[Saved entries]
┌──

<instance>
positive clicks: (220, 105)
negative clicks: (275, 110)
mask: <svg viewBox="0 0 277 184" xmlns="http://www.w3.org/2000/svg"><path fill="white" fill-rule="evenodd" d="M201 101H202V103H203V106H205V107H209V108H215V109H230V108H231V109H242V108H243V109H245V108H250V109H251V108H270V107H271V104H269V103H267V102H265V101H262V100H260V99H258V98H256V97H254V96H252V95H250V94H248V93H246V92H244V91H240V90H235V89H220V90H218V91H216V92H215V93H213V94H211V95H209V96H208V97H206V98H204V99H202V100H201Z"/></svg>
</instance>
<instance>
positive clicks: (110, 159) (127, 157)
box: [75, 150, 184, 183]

└──

**Task item**
Write the entries out again in full, exactly as they appear above.

**Output**
<instance>
positive clicks: (220, 105)
negative clicks: (275, 110)
mask: <svg viewBox="0 0 277 184" xmlns="http://www.w3.org/2000/svg"><path fill="white" fill-rule="evenodd" d="M201 101H202V103H203V106H205V107H209V108H215V109H230V108H231V109H242V108H243V109H245V108H250V109H251V108H270V107H271V104H269V103H267V102H265V101H262V100H260V99H258V98H256V97H254V96H252V95H250V94H248V93H246V92H244V91H240V90H235V89H220V90H218V91H216V92H215V93H213V94H211V95H209V96H208V97H206V98H204V99H202V100H201Z"/></svg>
</instance>
<instance>
positive clicks: (110, 159) (127, 157)
box: [75, 150, 184, 183]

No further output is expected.